[SOURCE PASSAGE]
Historical Spaces
Foregrounding the subject of Historical Spaces may seem anachronistic since art historians and others have been dealing with it for a very long time. However, things have changed with the ‘spatial turn’: the notion that spaces are not simply (re)presented in various media, but above all created by these very media, has finally gained acceptance. Nevertheless, great efforts still need to be made, particularly in art history, in order to determine how the understanding and mediatisation of historical space can be methodically analyzed.
Several projects in the Department are dealing with this phenomenon and the methodological problem of how to analyze it by questioning how historical spaces were and are conceived and constructed through media. This applies to digital reconstructions of historical sacred spaces as well as to the deconstruction of historical spaces in texts, images, and maps. These representations seem to provide immediate access to historical spaces, and yet they have their own agenda and historical conditioniality, which must be analyzed in order to adequately understand their conceptual and mediatic framework.

Stored items from a collection:
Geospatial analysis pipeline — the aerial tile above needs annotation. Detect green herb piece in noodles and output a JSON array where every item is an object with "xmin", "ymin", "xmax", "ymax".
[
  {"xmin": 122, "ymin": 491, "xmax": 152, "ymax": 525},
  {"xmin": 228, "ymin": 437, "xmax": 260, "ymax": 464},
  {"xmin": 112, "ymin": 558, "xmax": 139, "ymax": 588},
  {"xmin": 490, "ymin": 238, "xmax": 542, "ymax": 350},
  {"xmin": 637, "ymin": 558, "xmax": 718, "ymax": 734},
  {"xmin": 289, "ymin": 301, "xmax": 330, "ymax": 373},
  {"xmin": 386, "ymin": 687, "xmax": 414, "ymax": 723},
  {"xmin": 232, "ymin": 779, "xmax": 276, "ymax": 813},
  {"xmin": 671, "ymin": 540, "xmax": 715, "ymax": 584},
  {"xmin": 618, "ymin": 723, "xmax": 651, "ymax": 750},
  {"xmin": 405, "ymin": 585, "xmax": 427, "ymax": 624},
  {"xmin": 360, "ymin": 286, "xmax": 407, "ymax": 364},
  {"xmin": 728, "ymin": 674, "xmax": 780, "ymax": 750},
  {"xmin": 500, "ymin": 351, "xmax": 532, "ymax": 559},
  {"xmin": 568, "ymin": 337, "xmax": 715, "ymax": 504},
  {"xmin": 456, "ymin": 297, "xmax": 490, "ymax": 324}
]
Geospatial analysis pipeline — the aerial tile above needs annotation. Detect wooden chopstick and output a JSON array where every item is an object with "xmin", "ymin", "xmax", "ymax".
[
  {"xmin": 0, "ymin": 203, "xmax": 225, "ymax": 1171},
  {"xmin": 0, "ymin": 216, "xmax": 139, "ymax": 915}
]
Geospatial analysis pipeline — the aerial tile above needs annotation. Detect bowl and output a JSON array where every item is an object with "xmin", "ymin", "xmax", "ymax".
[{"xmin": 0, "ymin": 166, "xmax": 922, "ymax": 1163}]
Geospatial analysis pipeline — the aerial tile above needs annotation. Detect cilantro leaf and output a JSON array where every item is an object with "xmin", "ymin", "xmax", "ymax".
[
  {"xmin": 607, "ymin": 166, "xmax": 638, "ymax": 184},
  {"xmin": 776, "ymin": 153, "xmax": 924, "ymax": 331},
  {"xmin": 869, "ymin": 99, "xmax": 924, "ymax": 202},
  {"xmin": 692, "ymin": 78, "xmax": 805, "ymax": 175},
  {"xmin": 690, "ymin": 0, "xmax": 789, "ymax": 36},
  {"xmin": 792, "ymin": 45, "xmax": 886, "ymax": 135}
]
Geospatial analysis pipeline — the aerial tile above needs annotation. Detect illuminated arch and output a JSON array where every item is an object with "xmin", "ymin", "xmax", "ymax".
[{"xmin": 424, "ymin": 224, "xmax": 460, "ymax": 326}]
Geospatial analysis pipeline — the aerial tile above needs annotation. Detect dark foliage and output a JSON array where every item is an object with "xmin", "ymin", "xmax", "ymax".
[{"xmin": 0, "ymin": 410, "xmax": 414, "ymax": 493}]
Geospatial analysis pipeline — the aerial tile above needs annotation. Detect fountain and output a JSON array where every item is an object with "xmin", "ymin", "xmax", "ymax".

[PARTS OF THE EXERCISE]
(1) Do these statements agree with the passage on historical spaces? Answer yes or no for each, quoting the words of the passage that decide it.
(a) The idea that media create spaces has come to be accepted.
(b) Art history no longer needs much effort to work out how the mediatisation of historical space can be analyzed.
(c) The Department's projects deal only with digital reconstructions.
(2) In the passage on historical spaces, what kind of historical spaces are digitally reconstructed?
(3) Continue the passage on historical spaces from its last sentence.

[EXPECTED RESULTS]
(1)
(a) Yes: "has finally gained acceptance."
(b) No: "great efforts still need to be made, particularly in art history."
(c) No: "This applies to digital reconstructions of historical sacred spaces as well as to the deconstruction of historical spaces in texts, images, and maps."

(2) Historical sacred spaces.

(3)
The Mapping Sacred Spaces project is conducting basic research on medieval liturgical spaces. In addition to collecting data in an innovative database and digitally reconstructing liturgical arrangements that have often been significantly altered, the project also involves reflecting on the methods of the reconstructions themselves as well as applying machine learning to recognise and compare patterns in the decoration and ornamentation of liturgical furnishings. Complementing other results and outcomes, this is expected to lead to fundamentally new insights into the medieval construction of inlaid work.
In recent years, we have increasingly focussed on the possibilities and limitations of digital tools. Digital tools for mapping and three-dimensional reconstruction have been tested and discussed in workshops and regular working meetings. The first results (discussed – due to Covid – in an online-workshop) have been published in the second volume of our digital publication series (Hertziana Studies in Art History): Visualizing Complexities. Practices and Heuristics of Digital Models in Art History, 2023.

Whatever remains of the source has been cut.